---------- Extrait

Agroforesterie et haies, des pratiques efficaces ?

L’annonce de la mise en place de l’ « observatoire national des haies » a déclenché de vifs débats sur X. L’occasion de faire une mise au point sur une pratique agroécologique en vogue, qui reste mal connue du grand public.
 
1) Qu’est-ce que l’agroforesterie ?

Un ensemble de pratiques agricoles visant à associer, sur la même parcelle, des arbres et des terres agricoles.
On peut définir trois types de pratiques distincts :

-La plantation de haies. Il s’agit de la pratique la plus courante et de la plus connue. Sûrement aussi de la plus facile à mettre en œuvre.
Le principe est simple : on délimite les parcelles agricoles par des rangées d’arbres. Il existe différents types de haie : + ou – larges, + ou – entretenues, + ou – hautes, + ou – homogènes.

En septembre dernier, le gouvernement lance le « Pacte Haie », qui projette la création de 50 000 km de haies d’ici 2030, le tout assorti d’un budget de 110 millions d’euros.

-Le sylvopastoralisme ou l’association d’arbres et de prairies.

-L’agrisylviculture, ou l’association d’arbres avec des cultures.

Dans les trois cas, les arbres peuvent être exploités (ressource en bois ou arbres fruitiers) et ainsi constituer un complément de revenu pour l’agriculteur.
 
2) Des avantages écologiques ?

-Gain pour la biodiversité :
On sait que la principale cause du déclin de la biodiversité mondiale est la perte des habitats naturels (source : IPBES)

L’agroforesterie permet de recréer des habitats naturels en milieu rural, et peut donc avoir un rôle majeur à jouer dans la restauration de la biodiversité dans notre pays.
(Source de l’image)

Elle permet également de lutter contre la fragmentation des habitats en formant des « corridors écologiques » permettant l’interconnexion des milieux naturels.

(si vous voulez en savoir plus sur la fragmentation des habitats, je vous invite à lire cet ancien article)

--------------------
---------- Données fournies

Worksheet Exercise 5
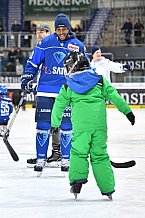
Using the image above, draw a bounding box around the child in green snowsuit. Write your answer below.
[52,52,135,198]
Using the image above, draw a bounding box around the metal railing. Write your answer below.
[0,29,145,50]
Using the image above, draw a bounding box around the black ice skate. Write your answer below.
[61,159,69,172]
[34,159,46,177]
[27,158,37,167]
[70,183,82,200]
[70,179,88,200]
[46,150,61,167]
[102,191,115,201]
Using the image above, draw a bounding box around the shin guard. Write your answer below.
[36,129,50,159]
[60,130,72,159]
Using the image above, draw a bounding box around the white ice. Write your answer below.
[0,109,145,218]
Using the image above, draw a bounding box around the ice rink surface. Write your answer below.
[0,109,145,218]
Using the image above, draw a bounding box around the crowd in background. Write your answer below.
[0,17,144,76]
[121,17,144,45]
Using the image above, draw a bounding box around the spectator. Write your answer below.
[30,21,36,34]
[6,61,15,76]
[16,59,24,76]
[73,24,82,41]
[11,20,22,46]
[8,48,17,62]
[0,85,13,137]
[12,90,26,111]
[15,47,23,62]
[121,17,133,45]
[134,18,144,44]
[0,23,4,47]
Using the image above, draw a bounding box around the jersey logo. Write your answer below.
[53,51,66,64]
[61,133,72,148]
[37,130,48,147]
[68,44,79,51]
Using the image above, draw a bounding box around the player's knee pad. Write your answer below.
[61,122,72,131]
[60,130,72,159]
[36,129,50,159]
[36,121,51,130]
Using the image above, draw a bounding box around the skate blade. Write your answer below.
[27,164,36,168]
[74,193,78,201]
[35,171,42,178]
[45,161,61,168]
[107,195,113,201]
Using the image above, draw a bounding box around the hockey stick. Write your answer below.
[110,160,136,168]
[3,93,26,161]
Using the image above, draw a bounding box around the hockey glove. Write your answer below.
[126,112,135,126]
[123,64,133,72]
[33,85,38,95]
[21,74,34,93]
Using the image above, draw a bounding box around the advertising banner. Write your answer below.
[25,0,92,15]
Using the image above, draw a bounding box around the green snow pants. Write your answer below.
[69,129,115,193]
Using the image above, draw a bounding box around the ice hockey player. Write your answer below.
[27,23,61,167]
[21,13,85,172]
[91,45,133,82]
[51,52,135,199]
[0,85,13,137]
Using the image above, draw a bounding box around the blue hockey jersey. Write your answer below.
[0,95,13,125]
[25,33,85,97]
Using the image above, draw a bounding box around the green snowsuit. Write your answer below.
[51,72,131,193]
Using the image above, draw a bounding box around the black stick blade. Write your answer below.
[3,137,19,161]
[110,160,136,168]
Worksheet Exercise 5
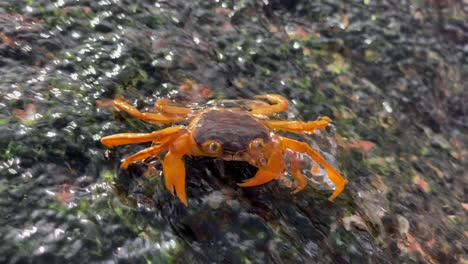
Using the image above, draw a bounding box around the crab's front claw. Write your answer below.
[163,151,188,206]
[238,151,286,187]
[237,170,278,187]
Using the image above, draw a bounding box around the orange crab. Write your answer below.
[101,94,347,206]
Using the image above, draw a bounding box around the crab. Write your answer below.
[101,94,347,206]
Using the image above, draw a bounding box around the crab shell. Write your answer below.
[101,94,346,205]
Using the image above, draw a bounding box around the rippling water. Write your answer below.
[0,0,468,263]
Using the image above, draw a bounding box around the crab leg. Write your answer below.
[277,136,347,201]
[101,126,186,148]
[120,144,168,170]
[249,94,289,115]
[154,99,192,115]
[238,151,286,187]
[263,116,331,133]
[163,134,192,206]
[114,98,186,124]
[284,149,307,193]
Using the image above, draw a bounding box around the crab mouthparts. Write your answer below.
[222,154,244,161]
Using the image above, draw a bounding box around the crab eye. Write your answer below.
[250,138,265,150]
[202,140,221,154]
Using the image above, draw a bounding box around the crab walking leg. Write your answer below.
[154,99,192,115]
[250,94,289,115]
[277,136,347,201]
[263,116,331,133]
[114,98,185,124]
[163,134,191,206]
[101,126,186,148]
[238,151,286,187]
[284,149,307,193]
[120,144,167,170]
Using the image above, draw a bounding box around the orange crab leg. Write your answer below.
[238,151,286,187]
[263,116,331,133]
[249,94,289,115]
[120,144,168,170]
[285,150,307,193]
[277,136,347,201]
[101,126,186,148]
[114,98,185,124]
[163,134,192,206]
[154,99,192,115]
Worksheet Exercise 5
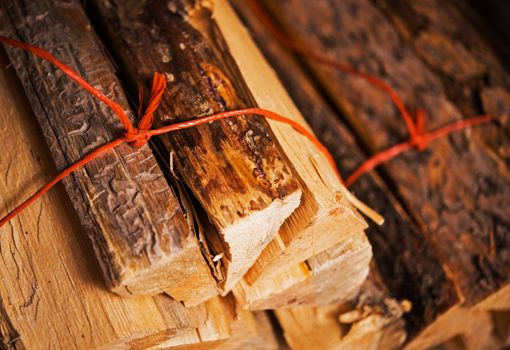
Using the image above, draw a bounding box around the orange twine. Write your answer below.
[0,4,491,227]
[247,0,492,187]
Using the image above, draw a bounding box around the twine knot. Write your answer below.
[409,109,429,152]
[122,128,152,148]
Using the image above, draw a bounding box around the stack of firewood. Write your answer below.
[0,0,510,349]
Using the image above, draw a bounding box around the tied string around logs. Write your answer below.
[246,0,492,187]
[0,36,384,227]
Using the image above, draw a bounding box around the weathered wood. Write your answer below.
[213,0,371,307]
[262,1,510,304]
[1,0,217,304]
[276,271,406,350]
[234,232,372,310]
[256,0,510,348]
[234,1,459,337]
[214,309,280,350]
[0,47,235,350]
[91,0,301,291]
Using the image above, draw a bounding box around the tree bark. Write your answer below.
[2,1,223,304]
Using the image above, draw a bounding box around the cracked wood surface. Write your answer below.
[0,45,236,349]
[1,0,217,304]
[234,1,459,338]
[92,0,301,292]
[213,0,371,308]
[260,0,510,305]
[253,0,509,348]
[275,266,406,350]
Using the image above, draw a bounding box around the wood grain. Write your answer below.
[0,45,236,349]
[260,1,510,304]
[2,1,222,304]
[234,1,459,337]
[213,0,371,307]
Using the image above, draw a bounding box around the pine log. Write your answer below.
[0,51,236,350]
[234,232,372,310]
[256,1,509,348]
[262,0,510,305]
[213,0,371,307]
[91,0,301,293]
[275,270,406,350]
[1,0,217,305]
[214,308,280,350]
[234,1,459,337]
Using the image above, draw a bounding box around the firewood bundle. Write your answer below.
[0,0,510,349]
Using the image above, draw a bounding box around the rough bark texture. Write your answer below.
[260,0,510,305]
[2,1,223,303]
[275,270,406,350]
[234,1,459,337]
[213,0,372,308]
[0,45,236,350]
[91,0,299,290]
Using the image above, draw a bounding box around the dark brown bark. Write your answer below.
[260,0,510,305]
[90,0,298,289]
[234,1,459,336]
[0,0,215,299]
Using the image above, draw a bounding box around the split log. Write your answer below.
[91,1,368,302]
[1,0,217,304]
[234,232,372,310]
[213,0,371,308]
[0,52,236,349]
[275,270,406,350]
[214,308,280,350]
[214,0,367,284]
[234,1,459,337]
[256,0,510,348]
[91,0,301,293]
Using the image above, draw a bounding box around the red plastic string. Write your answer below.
[0,36,343,227]
[246,0,492,187]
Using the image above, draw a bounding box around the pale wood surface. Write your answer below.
[213,0,371,307]
[0,49,235,349]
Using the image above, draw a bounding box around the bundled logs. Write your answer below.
[0,0,510,350]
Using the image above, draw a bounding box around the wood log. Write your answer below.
[260,1,510,305]
[214,309,281,350]
[275,270,406,350]
[91,0,301,293]
[214,0,367,284]
[1,0,217,305]
[0,51,236,349]
[234,232,372,310]
[234,1,459,337]
[213,0,371,308]
[254,1,509,348]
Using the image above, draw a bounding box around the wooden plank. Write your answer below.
[0,45,235,349]
[1,0,217,304]
[91,0,301,293]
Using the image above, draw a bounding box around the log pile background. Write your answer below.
[0,0,510,349]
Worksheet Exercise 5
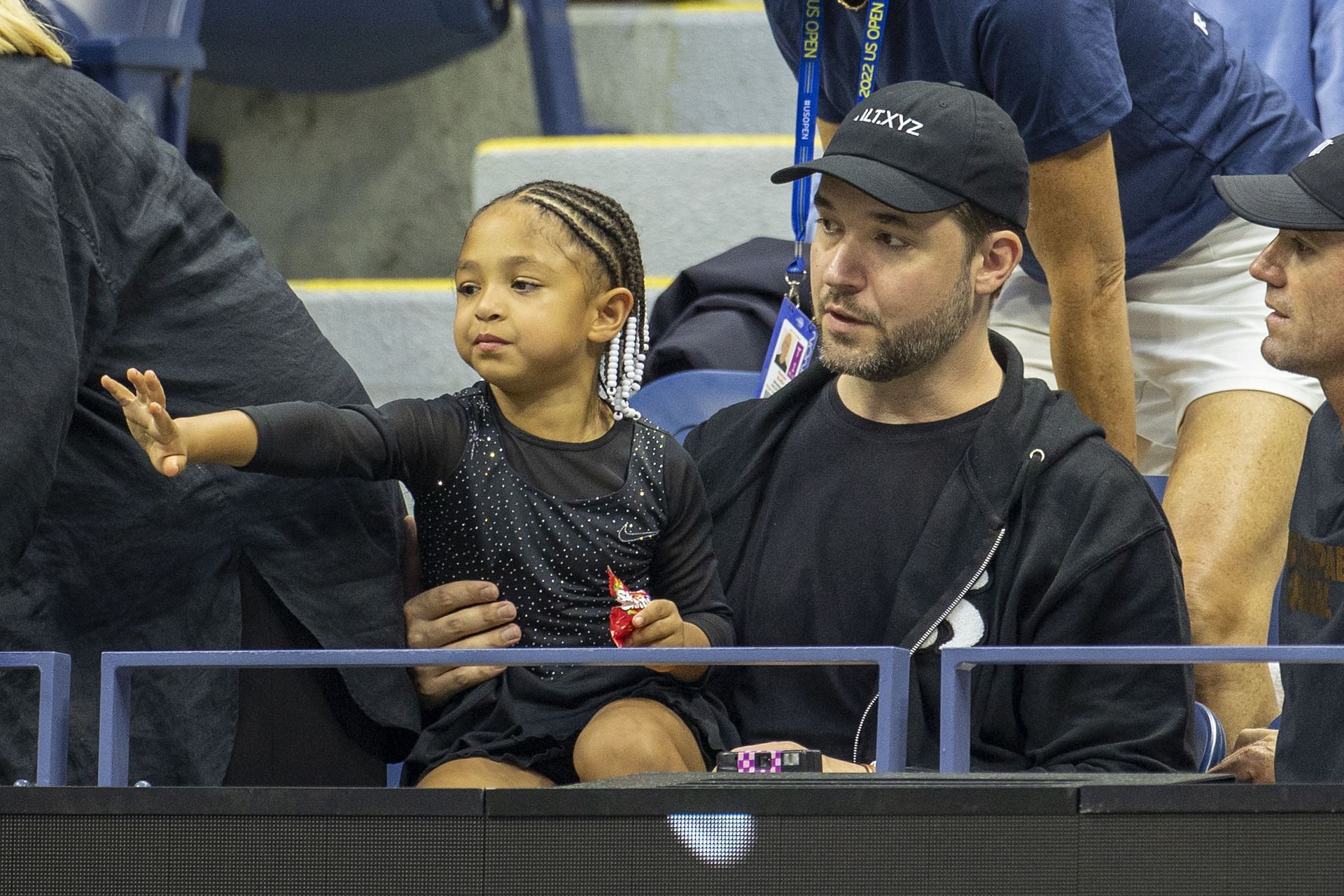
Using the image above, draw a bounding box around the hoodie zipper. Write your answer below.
[853,526,1008,764]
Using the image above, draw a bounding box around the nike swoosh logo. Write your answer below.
[615,523,657,544]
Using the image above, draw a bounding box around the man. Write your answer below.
[407,83,1192,771]
[0,8,419,786]
[687,82,1192,771]
[766,0,1321,746]
[1215,136,1344,782]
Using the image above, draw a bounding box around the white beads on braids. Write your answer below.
[602,313,649,421]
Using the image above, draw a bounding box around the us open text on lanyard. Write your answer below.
[758,0,890,398]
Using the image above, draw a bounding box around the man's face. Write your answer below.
[812,177,976,383]
[1252,230,1344,379]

--------------------

### [Défis]
• A. D'après le texte sur l'agroforesterie et les haies, de quel budget le « Pacte Haie » est-il assorti ?
• B. Poursuivez le texte sur l'agroforesterie et les haies à partir de sa dernière phrase.

### [Résultats]
• A. Le « Pacte Haie » est assorti d'un budget de 110 millions d'euros.

• B.
Les arbres peuvent aussi servir de refuge pour certaines espèces auxiliaires des cultures, ce qui pourrait dans le même temps permettre la réduction de l’utilisation de produits phytosanitaires.
Exemple pour les vergers (Source de l’image : agrienvironnement).

Pour toute ces raisons, l’agroforesterie est citée par l’IPBES parmi les solutions potentielles à la crise de biodiversité actuelle.

-Gains hydrologiques :
(Source)
De par ses racines, l’arbre structure le sol, ce qui favorise l’infiltration de l’eau en profondeur. De plus, les haies permettent de ralentir l’écoulement de l’eau.
(source image)

En conséquence, cela favorise la recharge de la nappe, ce qui permet un stockage naturel de la ressource. Et dans le même temps, on évite la stagnation de l’eau en surface…
Le ralentissement de l’écoulement et l’augmentation de l’infiltration permet aussi de préserver les sols agricoles contre les phénomènes d’érosion.

De plus, les arbres favorisent l’accumulation de matière organique dans le sol (=humus) ; matière organique qui joue un rôle d’ « éponge », en retenant l’eau.
Ainsi, l’agroforesterie permet d’augmenter la « réserve utile », qui est la quantité d’eau utilisable par les plantes pouvant être stockée dans le sol.

-Limitation de la pollution :
Les haies, en ralentissant les écoulements d’eau, permettent de ralentir le transfert des polluants (pesticides et engrais) vers les cours d’eau. Ce qui permet de limiter la contamination.
De plus, les arbres interceptent les éléments minéraux azote et phosphore (issus de la fertilisation), et les recyclent en matière organique. La matière organique est ensuite partiellement restituée au champ lors de la chute des feuilles.

Deux conséquences vertueuses :
*Moins de pollution azotée dans les cours d’eau, donc moins de phénomènes d’eutrophisation.
*Economies d’engrais (dont la production et l’épandage émettent des gaz à effet de serre).
 
-Le Stockage du carbone :
L’agroforesterie, dont les haies, permet de stocker du carbone à deux niveaux : dans la partie aérienne des arbres, et dans le sol, notamment en favorisant l’accumulation d’humus.
Si on en croit ce document de l’ADEME, les parties aériennes des haies stockent en moyenne 100 tonne de carbone par km.
La valeur dépend beaucoup d’une haie à l’autre, en fonction de l’épaisseur et de la hauteur…

Concernant, le stock de carbone souterrain, ce document de l’INRAE évoque un stockage de 0.8 à 2.2 tonnes de carbone pour 100 mètres linéaires de haies jeunes. Soit 8 à 22 tonnes de carbone par km.

Au total, la haie stocke donc environ entre 108 et 122 tonnes de carbone par km.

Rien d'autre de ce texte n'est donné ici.